**Work instructions**
Set down the line that contains "Category: bicycle tire" and every line after it to the end of the entries, exactly as they stand and nothing more.

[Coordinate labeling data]
━━━━━━━━━━━━━━━━

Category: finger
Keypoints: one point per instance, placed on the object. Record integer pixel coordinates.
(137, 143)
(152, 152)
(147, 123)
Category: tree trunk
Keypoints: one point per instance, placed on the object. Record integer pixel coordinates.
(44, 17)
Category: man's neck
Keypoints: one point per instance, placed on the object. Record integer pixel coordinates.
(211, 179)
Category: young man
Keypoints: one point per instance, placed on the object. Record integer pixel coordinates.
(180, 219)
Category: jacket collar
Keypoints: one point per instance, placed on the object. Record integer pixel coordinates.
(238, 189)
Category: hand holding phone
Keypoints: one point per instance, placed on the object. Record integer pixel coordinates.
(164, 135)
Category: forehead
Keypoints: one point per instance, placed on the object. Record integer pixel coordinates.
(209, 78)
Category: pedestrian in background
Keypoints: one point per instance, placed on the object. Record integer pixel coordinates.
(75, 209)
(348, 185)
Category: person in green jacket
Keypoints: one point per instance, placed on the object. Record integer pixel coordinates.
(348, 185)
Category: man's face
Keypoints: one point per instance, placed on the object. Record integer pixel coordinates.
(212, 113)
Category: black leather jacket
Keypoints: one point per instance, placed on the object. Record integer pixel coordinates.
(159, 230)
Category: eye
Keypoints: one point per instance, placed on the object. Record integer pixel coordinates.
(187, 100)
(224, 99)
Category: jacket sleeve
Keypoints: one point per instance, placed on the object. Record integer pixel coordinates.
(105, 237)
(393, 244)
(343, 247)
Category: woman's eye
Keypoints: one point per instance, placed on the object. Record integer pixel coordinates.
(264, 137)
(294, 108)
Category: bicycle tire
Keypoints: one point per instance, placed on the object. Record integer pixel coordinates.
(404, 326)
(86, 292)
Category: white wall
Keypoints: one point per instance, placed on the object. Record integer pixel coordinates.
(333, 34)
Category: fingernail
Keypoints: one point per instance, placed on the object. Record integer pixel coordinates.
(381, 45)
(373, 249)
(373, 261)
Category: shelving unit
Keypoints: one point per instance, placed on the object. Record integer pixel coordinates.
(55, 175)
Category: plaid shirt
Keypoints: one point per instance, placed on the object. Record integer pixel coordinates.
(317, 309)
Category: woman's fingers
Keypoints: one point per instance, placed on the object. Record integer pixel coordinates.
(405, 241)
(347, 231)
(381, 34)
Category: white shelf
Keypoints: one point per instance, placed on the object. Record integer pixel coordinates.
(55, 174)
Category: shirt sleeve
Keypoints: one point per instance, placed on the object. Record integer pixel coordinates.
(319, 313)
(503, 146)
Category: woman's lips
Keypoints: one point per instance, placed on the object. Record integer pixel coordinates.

━━━━━━━━━━━━━━━━

**Answer**
Category: bicycle tire
Keypoints: one point per instance, placed on the object. Record integer pixel coordinates.
(404, 326)
(86, 292)
Category: white wall
Keypoints: one point per instance, placed on the object. Record integer pixel coordinates.
(333, 34)
Category: fingernail
Keypoints: one point per instance, placed on the object. Record integer pixel coordinates.
(381, 45)
(373, 249)
(373, 261)
Category: shelving unit
Keypoints: one point per instance, placed on the object. Record integer pixel coordinates.
(55, 175)
Category: plaid shirt
Keypoints: one point per instance, placed on the object. Record integer pixel coordinates.
(317, 309)
Category: woman's fingers
Keypoints: one point per instance, placed on the object. Record integer pixel coordinates.
(405, 241)
(347, 231)
(381, 34)
Category: white shelf
Keypoints: one point per instance, placed on the object. Record integer pixel coordinates.
(55, 174)
Category: shirt sleeve
Keypoints: one point per instance, placed on the object. Record integer pixel coordinates.
(319, 313)
(503, 146)
Category: woman's lips
Keypoints: one point per instance, placed on the object. Record integer pixel coordinates.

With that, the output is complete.